▶ Record set:
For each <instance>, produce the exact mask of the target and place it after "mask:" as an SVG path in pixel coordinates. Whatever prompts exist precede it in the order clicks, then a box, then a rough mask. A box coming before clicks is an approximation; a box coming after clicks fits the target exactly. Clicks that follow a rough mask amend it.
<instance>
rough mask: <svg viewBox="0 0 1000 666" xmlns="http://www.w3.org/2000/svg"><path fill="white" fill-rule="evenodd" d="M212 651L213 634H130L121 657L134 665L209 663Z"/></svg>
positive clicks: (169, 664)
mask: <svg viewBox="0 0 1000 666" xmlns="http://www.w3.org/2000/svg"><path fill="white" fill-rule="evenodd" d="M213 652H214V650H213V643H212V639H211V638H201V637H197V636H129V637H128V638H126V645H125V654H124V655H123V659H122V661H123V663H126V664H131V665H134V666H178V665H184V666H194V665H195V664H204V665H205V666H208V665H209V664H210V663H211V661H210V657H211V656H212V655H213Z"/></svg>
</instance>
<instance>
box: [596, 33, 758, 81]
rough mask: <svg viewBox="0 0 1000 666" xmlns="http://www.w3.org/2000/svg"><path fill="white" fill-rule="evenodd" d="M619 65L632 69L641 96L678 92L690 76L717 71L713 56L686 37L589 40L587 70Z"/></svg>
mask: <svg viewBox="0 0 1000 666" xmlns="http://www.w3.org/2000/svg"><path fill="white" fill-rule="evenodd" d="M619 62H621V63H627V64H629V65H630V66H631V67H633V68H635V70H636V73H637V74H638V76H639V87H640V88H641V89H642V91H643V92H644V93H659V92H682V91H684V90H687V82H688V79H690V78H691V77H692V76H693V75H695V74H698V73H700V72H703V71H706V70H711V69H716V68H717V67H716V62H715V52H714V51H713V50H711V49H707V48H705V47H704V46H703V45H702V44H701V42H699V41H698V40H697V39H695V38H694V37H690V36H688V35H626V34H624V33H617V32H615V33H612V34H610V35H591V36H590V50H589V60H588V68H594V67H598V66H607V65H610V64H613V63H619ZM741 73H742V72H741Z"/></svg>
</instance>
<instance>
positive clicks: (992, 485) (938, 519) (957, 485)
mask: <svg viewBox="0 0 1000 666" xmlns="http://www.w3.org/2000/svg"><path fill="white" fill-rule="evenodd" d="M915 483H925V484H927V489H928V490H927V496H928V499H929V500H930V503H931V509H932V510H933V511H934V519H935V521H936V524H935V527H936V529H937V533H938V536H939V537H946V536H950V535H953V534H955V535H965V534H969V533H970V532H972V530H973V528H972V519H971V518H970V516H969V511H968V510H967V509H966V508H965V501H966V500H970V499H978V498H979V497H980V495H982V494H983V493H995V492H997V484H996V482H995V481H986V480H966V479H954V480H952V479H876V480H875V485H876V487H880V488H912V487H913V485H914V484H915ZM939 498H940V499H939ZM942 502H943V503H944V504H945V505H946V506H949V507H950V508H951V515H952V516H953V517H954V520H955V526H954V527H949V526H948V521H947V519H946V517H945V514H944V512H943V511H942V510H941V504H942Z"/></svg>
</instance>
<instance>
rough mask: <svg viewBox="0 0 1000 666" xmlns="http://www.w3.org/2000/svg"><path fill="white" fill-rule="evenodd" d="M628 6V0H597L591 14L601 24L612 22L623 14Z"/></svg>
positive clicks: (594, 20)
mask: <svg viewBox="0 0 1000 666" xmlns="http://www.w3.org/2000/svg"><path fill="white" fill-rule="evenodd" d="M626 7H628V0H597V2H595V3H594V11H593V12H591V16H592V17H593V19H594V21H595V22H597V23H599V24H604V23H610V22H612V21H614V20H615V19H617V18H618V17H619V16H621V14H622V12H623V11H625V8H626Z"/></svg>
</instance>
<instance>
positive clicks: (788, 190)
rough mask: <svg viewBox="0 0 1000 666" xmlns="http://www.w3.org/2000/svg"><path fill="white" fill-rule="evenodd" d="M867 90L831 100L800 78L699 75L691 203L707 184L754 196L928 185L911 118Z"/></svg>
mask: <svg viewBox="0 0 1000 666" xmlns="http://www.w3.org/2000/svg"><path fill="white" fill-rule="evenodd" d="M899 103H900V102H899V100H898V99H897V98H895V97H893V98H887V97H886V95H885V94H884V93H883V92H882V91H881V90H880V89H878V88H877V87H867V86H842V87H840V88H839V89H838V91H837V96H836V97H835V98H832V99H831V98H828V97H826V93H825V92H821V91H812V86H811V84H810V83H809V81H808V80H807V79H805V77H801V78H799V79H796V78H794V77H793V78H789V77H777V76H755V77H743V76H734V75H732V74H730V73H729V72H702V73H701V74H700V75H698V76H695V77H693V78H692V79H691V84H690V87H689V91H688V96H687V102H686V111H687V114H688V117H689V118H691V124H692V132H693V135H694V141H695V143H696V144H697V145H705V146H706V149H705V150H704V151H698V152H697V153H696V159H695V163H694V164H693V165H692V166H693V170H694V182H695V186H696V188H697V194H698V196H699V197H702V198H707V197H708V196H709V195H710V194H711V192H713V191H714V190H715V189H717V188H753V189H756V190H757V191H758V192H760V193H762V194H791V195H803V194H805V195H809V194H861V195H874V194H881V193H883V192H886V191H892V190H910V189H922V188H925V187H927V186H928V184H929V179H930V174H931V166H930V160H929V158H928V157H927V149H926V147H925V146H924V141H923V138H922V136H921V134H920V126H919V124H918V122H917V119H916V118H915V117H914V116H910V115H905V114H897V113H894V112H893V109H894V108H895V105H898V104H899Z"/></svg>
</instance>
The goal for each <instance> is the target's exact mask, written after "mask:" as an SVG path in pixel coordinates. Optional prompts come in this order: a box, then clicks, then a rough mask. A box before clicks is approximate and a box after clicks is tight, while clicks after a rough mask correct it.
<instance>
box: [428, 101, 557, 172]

▶ What to do:
Based on the entries above, please count how many lines contain the string "before", and reply with the figure only.

▶ Output for this exercise:
2